Vladimir Buynevich on Flickr

A slow loris is a tiny, fuzzy primate with adorable giant eyes — and venomous saliva! Like its namesake, the Slowloris attack is slow and sneaky, with a nasty bite. It’s one of many kinds of denial-of-service (DoS) attacks.

WHAT’S A DENIAL-OF-SERVICE ATTACK?

A traditional DoS attack shuts down a server by spamming it with so much data that the server crashes, or becomes too overwhelmed to respond to legitimate clients. Picture the server as a fast-food restaurant: people line up, order food, and leave. Some sit down at tables to enjoy their meal while others take it to go. When you visit a website, you’re placing an order. You request data and the server asks you questions in a back and forth conversation until you finish your requests.

# # # #

= WORK TO DO =
a) Return the portion of the denial-of-service text between "A slow loris" and "finish your requests.", inclusive.
b) Take the text on Slowloris and denial-of-service attacks further, starting right after its final sentence.

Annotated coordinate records
# # # #

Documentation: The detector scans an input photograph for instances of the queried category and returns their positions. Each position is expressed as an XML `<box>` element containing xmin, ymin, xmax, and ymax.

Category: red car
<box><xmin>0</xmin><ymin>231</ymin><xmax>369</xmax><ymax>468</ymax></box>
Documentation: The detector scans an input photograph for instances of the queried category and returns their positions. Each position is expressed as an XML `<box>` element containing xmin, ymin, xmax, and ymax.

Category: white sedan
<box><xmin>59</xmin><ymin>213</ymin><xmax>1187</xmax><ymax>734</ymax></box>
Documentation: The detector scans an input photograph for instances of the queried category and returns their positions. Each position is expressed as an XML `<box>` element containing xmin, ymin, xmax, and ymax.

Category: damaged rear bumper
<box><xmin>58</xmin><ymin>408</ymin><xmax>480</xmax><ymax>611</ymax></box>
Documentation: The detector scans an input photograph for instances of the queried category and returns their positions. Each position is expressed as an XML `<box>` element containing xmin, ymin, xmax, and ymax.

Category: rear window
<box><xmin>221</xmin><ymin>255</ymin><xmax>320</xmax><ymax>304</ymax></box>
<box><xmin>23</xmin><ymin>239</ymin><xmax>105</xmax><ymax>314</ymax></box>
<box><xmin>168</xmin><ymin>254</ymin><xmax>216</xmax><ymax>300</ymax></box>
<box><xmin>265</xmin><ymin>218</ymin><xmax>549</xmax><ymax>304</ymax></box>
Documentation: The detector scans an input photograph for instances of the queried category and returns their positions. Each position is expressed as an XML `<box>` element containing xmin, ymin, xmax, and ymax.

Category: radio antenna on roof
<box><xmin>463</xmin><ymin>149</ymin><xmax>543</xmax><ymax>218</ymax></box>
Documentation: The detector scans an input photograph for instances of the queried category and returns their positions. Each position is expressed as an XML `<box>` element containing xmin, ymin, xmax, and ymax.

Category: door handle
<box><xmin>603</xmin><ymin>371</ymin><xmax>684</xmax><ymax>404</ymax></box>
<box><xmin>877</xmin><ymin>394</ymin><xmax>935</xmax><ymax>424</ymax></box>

# # # #

= ANSWERS BY TASK =
a)
A slow loris is a tiny, fuzzy primate with adorable giant eyes — and venomous saliva! Like its namesake, the Slowloris attack is slow and sneaky, with a nasty bite. It’s one of many kinds of denial-of-service (DoS) attacks.

WHAT’S A DENIAL-OF-SERVICE ATTACK?

A traditional DoS attack shuts down a server by spamming it with so much data that the server crashes, or becomes too overwhelmed to respond to legitimate clients. Picture the server as a fast-food restaurant: people line up, order food, and leave. Some sit down at tables to enjoy their meal while others take it to go. When you visit a website, you’re placing an order. You request data and the server asks you questions in a back and forth conversation until you finish your requests.

b)
Like a restaurant, a server has limited capacity. In this case, the precious resource is bandwidth, the amount of data that can be sent per second. Every internet connection, including your own, comes with its own limited bandwidth, which is why it takes longer to download large videos than small text webpages. Often, you can pay extra money to upgrade your bandwidth, so companies with commercial servers buy enough to deal with a typical amount of website traffic.

Now let’s say you’re a hacker, and one of your rivals owns a burger joint. You want your rival to suffer, so you create a horde of fake clients and send them to the restaurant. Your goons place fake order after fake order — not paying for anything, obviously! — and take up all the space in the restaurant so that real customers can’t get in. The restaurant gets so cluttered and messy that it has to temporarily shut down.

Congrats — you just “DoSed” your rival.

Obviously, it’s easier to overwhelm a small mom & pop shop than a giant chain restaurant. Your capacity to do DoS attack is also limited by your bandwidth, the number of fake clients and requests you can make.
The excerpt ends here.